━━━━━ DATA FOR ANALYSIS ━━━━━
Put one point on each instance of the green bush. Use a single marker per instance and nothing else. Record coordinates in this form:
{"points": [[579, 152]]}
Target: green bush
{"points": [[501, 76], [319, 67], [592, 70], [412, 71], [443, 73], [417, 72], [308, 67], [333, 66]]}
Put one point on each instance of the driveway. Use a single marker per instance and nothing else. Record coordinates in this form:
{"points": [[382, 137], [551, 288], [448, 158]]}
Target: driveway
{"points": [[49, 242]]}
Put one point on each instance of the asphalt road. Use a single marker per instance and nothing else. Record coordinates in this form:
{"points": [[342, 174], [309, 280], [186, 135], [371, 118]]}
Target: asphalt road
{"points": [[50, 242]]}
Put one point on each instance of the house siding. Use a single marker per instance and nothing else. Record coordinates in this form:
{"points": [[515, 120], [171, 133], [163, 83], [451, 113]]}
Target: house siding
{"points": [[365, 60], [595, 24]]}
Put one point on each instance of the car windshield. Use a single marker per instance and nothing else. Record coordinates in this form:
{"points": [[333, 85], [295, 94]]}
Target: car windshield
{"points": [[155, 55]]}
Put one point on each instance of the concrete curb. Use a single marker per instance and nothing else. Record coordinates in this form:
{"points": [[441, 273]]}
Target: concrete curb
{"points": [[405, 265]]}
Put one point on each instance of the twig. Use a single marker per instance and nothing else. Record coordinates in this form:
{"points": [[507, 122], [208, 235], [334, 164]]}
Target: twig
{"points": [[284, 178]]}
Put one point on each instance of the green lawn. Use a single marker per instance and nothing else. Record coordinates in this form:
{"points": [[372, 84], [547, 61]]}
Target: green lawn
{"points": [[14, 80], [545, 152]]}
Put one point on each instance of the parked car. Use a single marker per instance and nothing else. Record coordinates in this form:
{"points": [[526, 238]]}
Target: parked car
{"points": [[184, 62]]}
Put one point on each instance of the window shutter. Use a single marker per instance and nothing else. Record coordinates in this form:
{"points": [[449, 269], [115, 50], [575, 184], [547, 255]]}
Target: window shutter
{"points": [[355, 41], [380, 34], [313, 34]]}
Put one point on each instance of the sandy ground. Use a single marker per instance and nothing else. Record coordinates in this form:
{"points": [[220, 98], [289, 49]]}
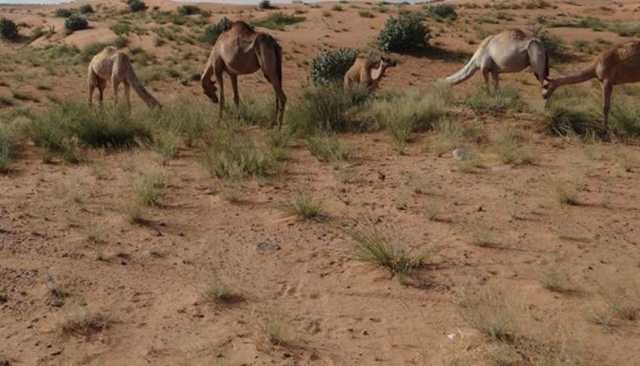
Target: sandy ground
{"points": [[302, 275]]}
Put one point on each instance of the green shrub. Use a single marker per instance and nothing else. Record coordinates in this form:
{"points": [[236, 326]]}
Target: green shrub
{"points": [[500, 101], [63, 13], [136, 5], [331, 65], [8, 29], [86, 9], [75, 23], [277, 20], [213, 31], [324, 109], [404, 32], [443, 11], [189, 10], [62, 129], [232, 155]]}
━━━━━
All of the data gets printed again exactly; the pictures do not.

Put one point on each instance of the green bush. Use a single marker per instance and nothing else. Record coordinates in this form:
{"points": [[579, 152]]}
Target: green bush
{"points": [[501, 76], [319, 67], [592, 70], [412, 71], [443, 73], [417, 72], [308, 67], [333, 66]]}
Put one point on each instance of the driveway. Use a single marker per instance and nothing else. Record coordinates in this form:
{"points": [[382, 137], [551, 288], [448, 158]]}
Target: driveway
{"points": [[49, 242]]}
Put one point on each instance of the asphalt road. Use a single marker per instance and nothing else. Record coordinates in this form:
{"points": [[342, 174], [309, 280], [186, 135], [371, 118]]}
Target: asphalt road
{"points": [[50, 242]]}
Put one point on each instance of the house siding. Use a single marker per instance and nothing else. Record coordinates in this form:
{"points": [[515, 120], [171, 133], [163, 83], [451, 113]]}
Target: house siding
{"points": [[365, 60], [595, 24]]}
Put one point on each instance of the car windshield. Use a single marker per instance and nothing else. Record coordinates in this form:
{"points": [[333, 85], [295, 94]]}
Target: car windshield
{"points": [[155, 55]]}
Put one point on each instance of the concrete curb. Use a single marker per instance and nothing else. Record coordinates in this form:
{"points": [[441, 273]]}
Target: concrete curb
{"points": [[405, 265]]}
Put one point on each instance of the twig. Use a single marker per instance and nothing else. Record coordinates in this form:
{"points": [[507, 122], [208, 235], [334, 164]]}
Target: twig
{"points": [[284, 178]]}
Put one point on each instance of the green lawn. Use a single marker per instance and nothing else. Record coordinates in this form:
{"points": [[372, 84], [547, 61]]}
Target: green lawn
{"points": [[14, 80], [545, 152]]}
Put one point on each instance of the parked car. Use a single marker per instance and nothing else. Record coordinates in this form:
{"points": [[526, 238]]}
Target: parked car
{"points": [[184, 62]]}
Put one point on each instance of the window shutter. Use a single marker per instance and nothing else. Record coordinates in this form:
{"points": [[449, 269], [115, 50], [575, 184], [547, 255]]}
Target: window shutter
{"points": [[355, 41], [380, 34], [313, 34]]}
Put one point on each instance of the sandy ground. Use a single marker per instance and nothing else. Record coordinates in this form:
{"points": [[220, 98], [289, 49]]}
Target: sandy ground
{"points": [[302, 275]]}
Put one point on each instance of the green shrub. Use a single marker per instance and nothing else. Record coordinates in this form:
{"points": [[236, 326]]}
Target: green shrub
{"points": [[500, 101], [63, 13], [136, 5], [331, 65], [8, 29], [86, 9], [75, 23], [277, 20], [213, 31], [324, 109], [404, 32], [443, 11], [189, 10], [62, 129], [232, 155]]}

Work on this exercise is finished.